Given passage
*-*-*

The truth about how the Army Field Manual has been used to hide abuse of prisoners has been largely hidden from the public. Although both the IMAP/OSF and Constitution Project reports have gotten a lot of press coverage, very little of the coverage has noted the calls for a revision of the Army Field Manual, or the fact the AFM even has techniques that amount to torture and cruel, inhuman or degrading treatment.
To the calls for an executive order and rewriting the field manual must be added the revocation of the Bradbury Army Field Manual/Appendix M memo.
To date, there is no indication that Bradbury’s memo approving the use of Appendix M “separation” has ever been rescinded. It remains a living artifact of the Bush administration’s harsh move to institutionalize torture. The memo itself can be still be viewed at the Justice Department’s website.
In 2016, there was a last hurrah on the issue, of sorts, at Buzzfeed News. In a major article by Ali Watkins and Adam Roston, “Documents Raise Disturbing Questions About Detainee Abuse Under Obama,” the now-defunct news division at Buzzfeed was able to secure some examples of Appendix M requests (see here and here). Watkins and Roston noted that the 60 or so examples they were able to gather were the tip of the iceberg when it came to such abusive interrogations. Sadly, the article did not set off more revelations or changes resulting from the press’s exposure. Instead, the issue sank into the muck of societal forgetfulness.
“After me, the drought”
In this election year, the U.S. use of torture doesn't even appear on anyone’s radar screen. (Torture by the Israeli government, thankfully, is a topic of much interest.) But facts are facts. After the GWB administration tried to add on grotesque and inhumane torture techniques to U.S. interrogation protocols, the Obama administration, with the full support of the Democrats, some Republicans, and most of the press and human rights establishment, outlawed some of these techniques, while embedding others, based upon the CIA’s old psychological torture DDD paradigm, into U.S. law.
And most recently, when the UN Committee on Torture, as part of a treaty ratified by the United States, called out the U.S. for continuing to use abusive techniques of interrogation, amounting in some cases to the level of torture, the Biden/Harris administration dismissed their claims, and the torture continues.

*-*-*

Exercise data

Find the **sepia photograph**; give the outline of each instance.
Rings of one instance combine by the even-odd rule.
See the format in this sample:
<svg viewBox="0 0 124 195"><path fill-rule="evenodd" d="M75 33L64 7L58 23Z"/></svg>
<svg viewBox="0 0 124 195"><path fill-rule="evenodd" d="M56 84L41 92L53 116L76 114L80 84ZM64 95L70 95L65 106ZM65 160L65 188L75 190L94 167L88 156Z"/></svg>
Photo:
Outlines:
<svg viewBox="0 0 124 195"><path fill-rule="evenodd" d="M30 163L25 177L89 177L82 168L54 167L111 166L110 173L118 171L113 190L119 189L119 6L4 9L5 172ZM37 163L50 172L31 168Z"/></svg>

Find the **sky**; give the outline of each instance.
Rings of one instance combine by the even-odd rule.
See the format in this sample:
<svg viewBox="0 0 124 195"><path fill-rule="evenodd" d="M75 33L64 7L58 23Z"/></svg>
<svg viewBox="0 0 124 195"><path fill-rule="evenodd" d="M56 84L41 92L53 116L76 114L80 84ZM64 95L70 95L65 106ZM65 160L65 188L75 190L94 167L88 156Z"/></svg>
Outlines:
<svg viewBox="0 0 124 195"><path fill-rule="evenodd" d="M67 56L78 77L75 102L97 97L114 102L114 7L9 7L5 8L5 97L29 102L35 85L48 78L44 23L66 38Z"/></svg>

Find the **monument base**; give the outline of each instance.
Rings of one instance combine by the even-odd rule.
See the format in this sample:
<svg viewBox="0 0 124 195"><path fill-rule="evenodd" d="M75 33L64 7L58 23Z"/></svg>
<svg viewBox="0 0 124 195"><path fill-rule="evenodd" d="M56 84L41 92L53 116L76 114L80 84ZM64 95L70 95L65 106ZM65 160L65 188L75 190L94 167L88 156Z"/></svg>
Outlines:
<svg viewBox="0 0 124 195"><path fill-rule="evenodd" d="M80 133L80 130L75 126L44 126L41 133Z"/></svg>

*-*-*

Your objective
Repeat, word for word, the stretch of the Army Field Manual passage from "The truth about" through "Manual/Appendix M memo.".

Worked solution
The truth about how the Army Field Manual has been used to hide abuse of prisoners has been largely hidden from the public. Although both the IMAP/OSF and Constitution Project reports have gotten a lot of press coverage, very little of the coverage has noted the calls for a revision of the Army Field Manual, or the fact the AFM even has techniques that amount to torture and cruel, inhuman or degrading treatment.
To the calls for an executive order and rewriting the field manual must be added the revocation of the Bradbury Army Field Manual/Appendix M memo.